Os observáveis associados ao observador A são \(a = Z_{1}\) e \(a’ = X_{1}\), enquanto os observáveis para o observador B são definidos como \(b = \frac{Z_{2} + X_{2}}{\sqrt{2}}\) e \(b’ = \frac{Z_{2} – X_{2}}{\sqrt{2}}\). O observador A pode medir \(a\) ou \(a’\), e de forma análoga, o observador B pode medir \(b\) ou \(b’\). Note que os observáveis \(b\) e \(b’\) estão inclinados 45 graus em relação a \(a\) e \(a’\).

As médias esperadas para os diferentes produtos de observáveis são calculadas como segue:

\[
\langle ab \rangle = <\psi|Z_{1} \otimes \frac{Z_{2}+X_{2}}{\sqrt{2}} |\psi> = -\frac{1}{\sqrt{2}}
\]

\[
\langle a’b \rangle = -\frac{1}{\sqrt{2}}, \quad \langle ab’ \rangle = -\frac{1}{\sqrt{2}}, \quad \langle a’b’ \rangle = \frac{1}{\sqrt{2}}
\]

Finalmente, verificamos a desigualdade de Bell através do valor absoluto da soma:

\[
|\langle ab \rangle + \langle a’b \rangle + \langle ab’ \rangle – \langle a’b’ \rangle| = 2\sqrt{2}
\]

Esse resultado demonstra uma violação máxima da desigualdade de Bell, evidenciando a natureza não local do estado quântico \(|\psi>\).

Implementação do Cálculo Analítico

logicQuBit = LogicQuBit(2)

B = Qubit()
A = Qubit()

# generate entangled state |01>-|10>
A.H()
B.CNOT(A)
B.X()
B.Z()

psi = logicQuBit.getPsi()

# Axes
gates = Gates()
M = {}
M["ab"] = gates.Z().kron((gates.Z()+gates.X())/sqrt(2))   # Z and (Z+X)/sqrt(2)
M["a'b"] = gates.X().kron((gates.Z()+gates.X())/sqrt(2))  # X and (Z+X)/sqrt(2)
M["ab'"] = gates.Z().kron((gates.Z()-gates.X())/sqrt(2))  # Z and (Z-X)/sqrt(2)
M["a'b'"] = gates.X().kron((gates.Z()-gates.X())/sqrt(2)) # X and (Z-X)/sqrt(2)

Material fornecido –
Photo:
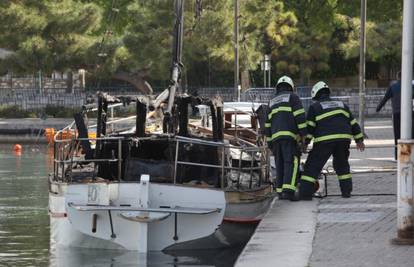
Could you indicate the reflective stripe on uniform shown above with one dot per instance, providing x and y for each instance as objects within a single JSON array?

O que se pede –
A. Segundo o trecho sobre a desigualdade de Bell, o que mostra que ela é violada ao máximo? Explique em uma a três frases.
B. Liste todos os observáveis definidos no trecho sobre a desigualdade de Bell, com a expressão de cada um.
C. Prossiga, por favor, com o trecho sobre a desigualdade de Bell a partir do ponto em que ele termina.
Estas linhas vêm de outra fonte.

Respostas do exercício –
A. A violação máxima aparece quando se calcula o valor absoluto da soma ⟨ab⟩ + ⟨a'b⟩ + ⟨ab'⟩ − ⟨a'b'⟩ a partir das médias esperadas dos produtos de observáveis. Essa soma dá 2√2. Segundo o texto, esse resultado evidencia a natureza não local do estado quântico |ψ⟩.

B.
- a = Z₁
- a' = X₁
- b = (Z₂ + X₂)/√2
- b' = (Z₂ − X₂)/√2

C.
# Expected values for ab, a'b, ab' and a'b'
values = {}
values["ab"] = (psi.adjoint()*M["ab"]*psi).get()[0]
values["a'b"] = (psi.adjoint()*M["a'b"]*psi).get()[0]
values["ab'"] = (psi.adjoint()*M["ab'"]*psi).get()[0]
values["a'b'"] = (psi.adjoint()*M["a'b'"]*psi).get()[0]

# Bell inequality value
inequality = values["ab"] + values["a'b"] + values["ab'"] - values["a'b'"]
inequality = sqrt(inequality.real * inequality.real)

print("Inequality: ", inequality)
Inequality:  2.8284271247461894

Implementação Usando Computação Quântica

# |<C>| = |<a.b> + <a'.b> + <a.b'> - <a'.b'>| <= 2
def bell_inequality(A, B):
    axis = {"ab": 0, "a'b": 0, "ab'": 0, "a'b'": 0}
    count = {"ab": 0, "a'b": 0, "ab'": 0, "a'b'": 0}

    for (a_type, a_val), (b_type, b_val) in zip(A, B):
        key = f"{a_type}{b_type}"
        if key in axis:
            axis[key] += a_val * b_val
            count[key] += 1

    # Compute the average for each axis
    for key in axis:
        if count[key] > 0:
            axis[key] /= count[key]

    # Calculate the Bell inequality value
    inequality = axis["ab"] + axis["a'b"] + axis["ab'"] - axis["a'b'"]
    inequality = sqrt(inequality**2)

    return inequality

def measurements(attempts=10):
    to_sign = lambda x: -1 if x == 0 else x
    mA, mB = [], []

    for _ in range(attempts):
        logicQuBit = LogicQuBit(2)

        A, B = Qubit(), Qubit()

        # Generate entangled state |01>-|10>
        A.H()
        B.CNOT(A)
        B.X()
        B.Z()

        # Alice chooses measurement basis
        a_basis = random.choice(["a", "a'"])
        if a_basis == "a'":  # for x
            A.H()

        # Alice measures
        a_res = logicQuBit.Measure_One(A)[0]
        a_res = to_sign(a_res)

        # Bob chooses measurement basis
        b_basis = random.choice(["b", "b'"])
        if b_basis == "b":
            B.RY(-pi / 4)
        elif b_basis == "b'":
            B.RY(pi / 4)

        # Bob measures
        b_res = logicQuBit.Measure_One(B)[0]
        b_res = to_sign(b_res)

        mA.append([a_basis, a_res])
        mB.append([b_basis, b_res])

    return mA, mB

mA, mB = measurements(attempts=200)
result = bell_inequality(mA, mB)

print("bell inequality:", result)
bell inequality: 2.8986525554604072

Confira o Colab Notebook.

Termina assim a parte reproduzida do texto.